**Exercise aim**
Count the lines below that contain the string "pink". Reply with the number alone.

(Records in a dataset)

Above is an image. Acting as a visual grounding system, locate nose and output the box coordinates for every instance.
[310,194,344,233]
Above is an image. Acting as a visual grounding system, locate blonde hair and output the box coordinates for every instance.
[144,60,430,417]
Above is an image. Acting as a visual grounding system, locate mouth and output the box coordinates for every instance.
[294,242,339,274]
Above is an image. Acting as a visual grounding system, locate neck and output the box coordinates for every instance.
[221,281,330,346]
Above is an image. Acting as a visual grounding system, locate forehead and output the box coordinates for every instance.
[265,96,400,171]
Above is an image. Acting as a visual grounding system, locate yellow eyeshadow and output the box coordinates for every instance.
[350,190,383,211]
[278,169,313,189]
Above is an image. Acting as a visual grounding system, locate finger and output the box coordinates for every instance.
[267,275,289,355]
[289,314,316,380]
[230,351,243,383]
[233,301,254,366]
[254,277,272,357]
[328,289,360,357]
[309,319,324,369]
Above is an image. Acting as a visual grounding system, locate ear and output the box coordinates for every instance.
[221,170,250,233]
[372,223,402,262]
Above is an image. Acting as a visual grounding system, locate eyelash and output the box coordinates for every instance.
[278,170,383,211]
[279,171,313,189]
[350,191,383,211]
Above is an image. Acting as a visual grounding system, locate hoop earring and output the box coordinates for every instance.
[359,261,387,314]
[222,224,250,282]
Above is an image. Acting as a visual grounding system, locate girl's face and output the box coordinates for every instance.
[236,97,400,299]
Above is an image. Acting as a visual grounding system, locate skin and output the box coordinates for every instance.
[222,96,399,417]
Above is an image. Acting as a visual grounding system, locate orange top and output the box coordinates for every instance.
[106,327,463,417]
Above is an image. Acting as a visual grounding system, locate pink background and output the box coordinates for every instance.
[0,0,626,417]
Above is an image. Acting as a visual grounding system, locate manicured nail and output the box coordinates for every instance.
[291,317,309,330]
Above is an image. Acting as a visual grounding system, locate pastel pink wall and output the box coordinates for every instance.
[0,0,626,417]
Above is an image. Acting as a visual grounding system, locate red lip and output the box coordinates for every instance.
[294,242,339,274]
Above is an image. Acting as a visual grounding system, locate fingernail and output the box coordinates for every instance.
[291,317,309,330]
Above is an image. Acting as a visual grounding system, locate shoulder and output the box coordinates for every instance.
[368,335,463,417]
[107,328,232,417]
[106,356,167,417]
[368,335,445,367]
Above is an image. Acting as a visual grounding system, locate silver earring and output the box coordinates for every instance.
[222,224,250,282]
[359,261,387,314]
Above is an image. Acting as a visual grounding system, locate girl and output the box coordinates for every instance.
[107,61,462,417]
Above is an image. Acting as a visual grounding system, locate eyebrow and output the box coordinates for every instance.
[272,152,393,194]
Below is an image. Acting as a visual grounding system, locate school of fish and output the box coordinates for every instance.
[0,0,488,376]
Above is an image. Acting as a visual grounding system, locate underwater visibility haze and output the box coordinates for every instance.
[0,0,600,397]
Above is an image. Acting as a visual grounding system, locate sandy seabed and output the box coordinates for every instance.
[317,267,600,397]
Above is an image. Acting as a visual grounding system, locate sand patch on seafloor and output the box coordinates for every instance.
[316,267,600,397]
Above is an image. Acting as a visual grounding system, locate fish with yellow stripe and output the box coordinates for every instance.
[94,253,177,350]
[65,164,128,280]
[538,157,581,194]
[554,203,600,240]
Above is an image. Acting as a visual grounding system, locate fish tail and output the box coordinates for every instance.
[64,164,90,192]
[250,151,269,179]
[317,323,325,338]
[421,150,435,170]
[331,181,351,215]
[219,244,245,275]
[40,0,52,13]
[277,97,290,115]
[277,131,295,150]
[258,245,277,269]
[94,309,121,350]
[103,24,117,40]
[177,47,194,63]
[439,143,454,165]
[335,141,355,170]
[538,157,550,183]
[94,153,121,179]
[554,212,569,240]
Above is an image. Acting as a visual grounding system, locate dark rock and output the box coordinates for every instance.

**Solution for this problem**
2